(PASSAGE PROVIDED Opens)
Post-Traumatic Headaches: A Common Side-Effect of Traumatic Brain Injury (TBI)

Post-Traumatic Headaches

What are post-traumatic headaches?

Post-traumatic headaches is a frequently reported symptom from those who have experienced traumatic brain injury (TBI). In general, the symptoms of post-traumatic headaches are highly similar to those experienced from cluster-headaches or migraines. In order to be classified as a post-traumatic headache, the onset of the pain should have initiated within seven days or so of the head trauma. Post-traumatic headaches can last for a patient’s lifetime after the traumatic accident.

Post-traumatic headaches are often associated with other debilitating symptoms such as nausea, phonophobia and photophobia, and cognitive and psychological symptoms. The pain from port-traumatic headaches can alter people’s lives in significant ways. People often need to miss work as a result of the symptoms. They may also adopt mal-adaptive pain behaviors such as turning off the lights in their homes and distancing themselves from others in attempt to mitigate the headaches.
(PASSAGE PROVIDED Closes)
**THE TASK:**
Answer these questions using the passage on post-traumatic headaches:
1. Which two headache types are post-traumatic headache symptoms said to closely resemble?
2. How soon after the head trauma should the pain begin for a headache to count as post-traumatic?
3. What two maladaptive behaviors might people adopt to try to lessen the headaches?
The data after this point comes from a separate, unrelated source.
(DATASET RECORDS Opens)
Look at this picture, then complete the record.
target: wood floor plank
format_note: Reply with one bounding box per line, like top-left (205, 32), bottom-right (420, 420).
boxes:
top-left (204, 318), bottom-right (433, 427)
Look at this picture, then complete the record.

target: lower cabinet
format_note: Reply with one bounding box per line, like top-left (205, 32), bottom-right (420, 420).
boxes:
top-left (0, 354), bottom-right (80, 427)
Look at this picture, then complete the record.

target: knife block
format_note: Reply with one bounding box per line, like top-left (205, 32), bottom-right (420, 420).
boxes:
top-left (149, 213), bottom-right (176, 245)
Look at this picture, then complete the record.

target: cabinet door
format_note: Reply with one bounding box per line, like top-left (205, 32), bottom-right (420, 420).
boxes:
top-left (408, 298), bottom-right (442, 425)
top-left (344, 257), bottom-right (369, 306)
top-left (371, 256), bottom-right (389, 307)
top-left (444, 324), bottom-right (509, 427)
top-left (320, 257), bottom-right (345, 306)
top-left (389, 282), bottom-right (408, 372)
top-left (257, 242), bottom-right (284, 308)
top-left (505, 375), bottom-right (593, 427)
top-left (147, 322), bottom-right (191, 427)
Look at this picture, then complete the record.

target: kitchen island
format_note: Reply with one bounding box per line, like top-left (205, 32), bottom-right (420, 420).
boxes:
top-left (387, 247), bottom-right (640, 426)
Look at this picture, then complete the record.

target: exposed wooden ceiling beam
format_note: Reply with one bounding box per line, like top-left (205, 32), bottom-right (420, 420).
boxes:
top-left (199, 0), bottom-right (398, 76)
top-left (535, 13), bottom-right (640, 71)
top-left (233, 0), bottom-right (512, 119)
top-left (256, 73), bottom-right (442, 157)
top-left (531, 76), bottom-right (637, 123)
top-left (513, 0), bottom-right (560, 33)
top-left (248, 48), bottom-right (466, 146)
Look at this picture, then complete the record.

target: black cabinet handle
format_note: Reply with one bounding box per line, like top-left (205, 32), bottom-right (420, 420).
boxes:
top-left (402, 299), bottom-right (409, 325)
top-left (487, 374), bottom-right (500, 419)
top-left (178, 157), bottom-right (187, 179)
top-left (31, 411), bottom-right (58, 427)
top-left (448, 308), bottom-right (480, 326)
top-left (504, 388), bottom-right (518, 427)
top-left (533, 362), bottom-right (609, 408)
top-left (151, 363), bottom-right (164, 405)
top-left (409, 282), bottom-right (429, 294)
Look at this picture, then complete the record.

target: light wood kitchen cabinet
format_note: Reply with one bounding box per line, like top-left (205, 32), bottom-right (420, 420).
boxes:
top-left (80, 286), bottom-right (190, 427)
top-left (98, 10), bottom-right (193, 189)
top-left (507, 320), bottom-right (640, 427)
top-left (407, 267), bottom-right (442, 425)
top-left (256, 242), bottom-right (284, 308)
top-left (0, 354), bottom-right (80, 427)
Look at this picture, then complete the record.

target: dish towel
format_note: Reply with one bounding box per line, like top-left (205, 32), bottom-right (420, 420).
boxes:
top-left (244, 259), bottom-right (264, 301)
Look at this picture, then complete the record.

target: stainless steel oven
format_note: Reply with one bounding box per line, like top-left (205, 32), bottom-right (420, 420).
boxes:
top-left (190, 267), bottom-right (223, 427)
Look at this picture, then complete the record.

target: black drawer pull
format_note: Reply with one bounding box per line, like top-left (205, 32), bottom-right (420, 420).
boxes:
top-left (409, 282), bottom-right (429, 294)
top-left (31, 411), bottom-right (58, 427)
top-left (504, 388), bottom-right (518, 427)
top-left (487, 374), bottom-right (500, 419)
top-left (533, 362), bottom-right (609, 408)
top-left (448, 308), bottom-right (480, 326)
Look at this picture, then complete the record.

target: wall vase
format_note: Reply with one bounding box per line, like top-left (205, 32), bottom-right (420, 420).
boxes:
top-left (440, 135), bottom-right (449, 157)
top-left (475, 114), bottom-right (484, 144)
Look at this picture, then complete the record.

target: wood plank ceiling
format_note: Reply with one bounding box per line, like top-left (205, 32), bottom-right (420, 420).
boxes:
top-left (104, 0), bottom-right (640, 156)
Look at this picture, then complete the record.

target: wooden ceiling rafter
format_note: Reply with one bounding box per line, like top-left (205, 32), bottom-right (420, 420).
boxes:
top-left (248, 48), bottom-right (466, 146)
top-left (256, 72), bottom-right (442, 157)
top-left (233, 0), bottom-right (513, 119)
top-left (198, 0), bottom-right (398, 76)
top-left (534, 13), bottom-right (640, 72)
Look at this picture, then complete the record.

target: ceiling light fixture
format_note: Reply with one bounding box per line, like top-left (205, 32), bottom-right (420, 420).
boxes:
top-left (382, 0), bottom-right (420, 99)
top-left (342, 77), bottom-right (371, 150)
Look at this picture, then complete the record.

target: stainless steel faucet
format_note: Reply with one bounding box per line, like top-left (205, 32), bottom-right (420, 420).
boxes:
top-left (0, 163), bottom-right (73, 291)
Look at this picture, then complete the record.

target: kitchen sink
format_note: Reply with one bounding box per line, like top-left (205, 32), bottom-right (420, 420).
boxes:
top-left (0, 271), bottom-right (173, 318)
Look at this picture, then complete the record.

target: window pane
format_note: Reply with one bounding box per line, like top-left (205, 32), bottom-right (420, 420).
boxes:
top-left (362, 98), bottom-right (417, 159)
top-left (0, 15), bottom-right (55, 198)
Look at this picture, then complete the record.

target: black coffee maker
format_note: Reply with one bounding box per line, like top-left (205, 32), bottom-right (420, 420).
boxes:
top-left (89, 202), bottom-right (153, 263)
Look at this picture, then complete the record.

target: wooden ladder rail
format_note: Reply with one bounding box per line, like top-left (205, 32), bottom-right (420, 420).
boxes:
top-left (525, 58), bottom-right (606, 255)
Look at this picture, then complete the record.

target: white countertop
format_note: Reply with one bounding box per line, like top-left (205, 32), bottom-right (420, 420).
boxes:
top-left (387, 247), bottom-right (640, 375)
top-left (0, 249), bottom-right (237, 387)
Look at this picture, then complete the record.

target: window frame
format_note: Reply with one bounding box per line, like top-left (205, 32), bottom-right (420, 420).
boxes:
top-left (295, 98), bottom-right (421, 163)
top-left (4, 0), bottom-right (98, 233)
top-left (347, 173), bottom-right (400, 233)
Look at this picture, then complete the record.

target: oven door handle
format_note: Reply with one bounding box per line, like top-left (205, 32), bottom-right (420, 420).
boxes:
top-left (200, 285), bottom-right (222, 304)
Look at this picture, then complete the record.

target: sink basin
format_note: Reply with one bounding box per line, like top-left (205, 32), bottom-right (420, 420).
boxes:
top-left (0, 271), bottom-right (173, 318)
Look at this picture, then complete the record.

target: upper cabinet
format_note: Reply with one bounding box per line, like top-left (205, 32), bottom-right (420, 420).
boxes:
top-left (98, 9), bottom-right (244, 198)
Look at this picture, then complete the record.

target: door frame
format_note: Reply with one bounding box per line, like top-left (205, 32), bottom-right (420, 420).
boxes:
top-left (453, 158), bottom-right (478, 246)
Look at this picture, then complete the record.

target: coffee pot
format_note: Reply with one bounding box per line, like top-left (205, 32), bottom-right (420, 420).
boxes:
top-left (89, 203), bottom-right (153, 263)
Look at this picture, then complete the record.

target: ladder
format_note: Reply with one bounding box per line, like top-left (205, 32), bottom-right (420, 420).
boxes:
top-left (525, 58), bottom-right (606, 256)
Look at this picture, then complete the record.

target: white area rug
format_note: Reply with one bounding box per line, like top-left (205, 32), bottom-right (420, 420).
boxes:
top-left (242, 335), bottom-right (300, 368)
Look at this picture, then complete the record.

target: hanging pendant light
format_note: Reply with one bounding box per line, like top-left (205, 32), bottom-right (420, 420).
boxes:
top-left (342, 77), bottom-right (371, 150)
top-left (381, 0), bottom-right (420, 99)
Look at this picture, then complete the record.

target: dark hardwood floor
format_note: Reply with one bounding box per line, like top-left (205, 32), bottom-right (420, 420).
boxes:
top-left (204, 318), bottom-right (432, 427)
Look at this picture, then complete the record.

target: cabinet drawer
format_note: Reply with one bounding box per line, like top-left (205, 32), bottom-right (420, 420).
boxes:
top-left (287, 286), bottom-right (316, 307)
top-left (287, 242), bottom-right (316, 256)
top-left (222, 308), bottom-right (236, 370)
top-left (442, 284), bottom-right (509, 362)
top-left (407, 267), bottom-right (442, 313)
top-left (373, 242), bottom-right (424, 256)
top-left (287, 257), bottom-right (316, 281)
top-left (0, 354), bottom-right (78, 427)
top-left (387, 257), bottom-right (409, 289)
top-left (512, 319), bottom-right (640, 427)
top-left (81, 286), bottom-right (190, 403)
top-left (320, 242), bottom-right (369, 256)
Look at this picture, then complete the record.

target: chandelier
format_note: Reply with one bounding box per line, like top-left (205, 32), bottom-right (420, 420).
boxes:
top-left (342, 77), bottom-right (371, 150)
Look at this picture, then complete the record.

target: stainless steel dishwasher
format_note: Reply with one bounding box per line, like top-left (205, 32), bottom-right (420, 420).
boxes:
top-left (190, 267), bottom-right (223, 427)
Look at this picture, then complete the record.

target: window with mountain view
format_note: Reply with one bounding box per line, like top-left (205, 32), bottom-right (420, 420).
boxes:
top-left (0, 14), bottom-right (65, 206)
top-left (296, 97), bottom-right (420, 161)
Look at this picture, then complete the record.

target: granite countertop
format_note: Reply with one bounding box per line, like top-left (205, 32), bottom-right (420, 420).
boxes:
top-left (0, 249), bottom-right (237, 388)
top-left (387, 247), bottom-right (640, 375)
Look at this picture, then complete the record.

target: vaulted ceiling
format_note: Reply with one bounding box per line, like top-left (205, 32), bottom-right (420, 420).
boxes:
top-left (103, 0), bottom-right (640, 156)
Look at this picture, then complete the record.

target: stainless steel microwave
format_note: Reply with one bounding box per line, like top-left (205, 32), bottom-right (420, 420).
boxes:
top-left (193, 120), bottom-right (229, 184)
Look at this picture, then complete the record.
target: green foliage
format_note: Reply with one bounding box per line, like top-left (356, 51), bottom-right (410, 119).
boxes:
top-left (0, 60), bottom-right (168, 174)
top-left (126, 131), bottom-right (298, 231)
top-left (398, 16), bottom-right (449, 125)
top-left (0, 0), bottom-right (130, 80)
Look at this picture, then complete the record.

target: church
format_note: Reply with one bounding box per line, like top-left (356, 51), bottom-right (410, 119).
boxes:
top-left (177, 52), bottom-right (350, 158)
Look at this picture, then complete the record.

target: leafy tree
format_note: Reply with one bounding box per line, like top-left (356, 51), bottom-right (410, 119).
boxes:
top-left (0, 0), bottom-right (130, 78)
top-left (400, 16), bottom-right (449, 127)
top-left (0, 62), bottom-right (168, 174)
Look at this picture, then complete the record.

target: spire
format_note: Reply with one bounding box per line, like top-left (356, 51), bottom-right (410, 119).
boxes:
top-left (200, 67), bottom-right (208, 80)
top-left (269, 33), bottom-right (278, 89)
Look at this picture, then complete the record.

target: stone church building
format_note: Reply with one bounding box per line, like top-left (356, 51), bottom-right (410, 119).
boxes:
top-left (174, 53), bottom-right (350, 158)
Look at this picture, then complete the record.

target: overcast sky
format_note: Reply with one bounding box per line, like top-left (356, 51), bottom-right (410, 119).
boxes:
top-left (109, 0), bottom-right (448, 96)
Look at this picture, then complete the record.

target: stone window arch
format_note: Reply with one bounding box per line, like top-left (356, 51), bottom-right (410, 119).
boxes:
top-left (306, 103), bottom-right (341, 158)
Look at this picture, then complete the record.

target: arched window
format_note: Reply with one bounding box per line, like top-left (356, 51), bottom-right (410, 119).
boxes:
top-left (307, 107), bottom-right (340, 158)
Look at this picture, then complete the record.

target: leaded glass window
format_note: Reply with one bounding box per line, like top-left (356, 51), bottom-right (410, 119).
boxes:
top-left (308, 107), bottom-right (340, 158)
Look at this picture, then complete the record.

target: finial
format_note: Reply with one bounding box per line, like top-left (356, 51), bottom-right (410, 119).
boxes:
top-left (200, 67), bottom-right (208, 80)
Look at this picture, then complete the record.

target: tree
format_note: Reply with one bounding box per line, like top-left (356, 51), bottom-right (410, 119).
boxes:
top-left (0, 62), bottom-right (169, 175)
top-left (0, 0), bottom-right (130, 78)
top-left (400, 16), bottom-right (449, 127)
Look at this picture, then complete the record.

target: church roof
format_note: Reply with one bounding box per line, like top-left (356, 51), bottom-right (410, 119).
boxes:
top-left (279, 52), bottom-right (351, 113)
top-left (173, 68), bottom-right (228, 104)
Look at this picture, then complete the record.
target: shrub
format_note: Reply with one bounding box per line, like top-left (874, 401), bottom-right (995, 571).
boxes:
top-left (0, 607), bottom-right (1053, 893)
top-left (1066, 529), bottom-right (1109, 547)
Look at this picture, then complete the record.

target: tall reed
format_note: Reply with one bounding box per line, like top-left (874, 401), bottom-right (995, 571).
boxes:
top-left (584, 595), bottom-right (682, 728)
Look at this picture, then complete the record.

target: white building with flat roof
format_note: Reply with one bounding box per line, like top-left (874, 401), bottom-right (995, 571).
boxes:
(DATASET RECORDS Closes)
**YOUR RESPONSE:**
1. Cluster headaches and migraines.
2. Within about seven days of the head trauma.
3. Turning off the lights in their homes and distancing themselves from others.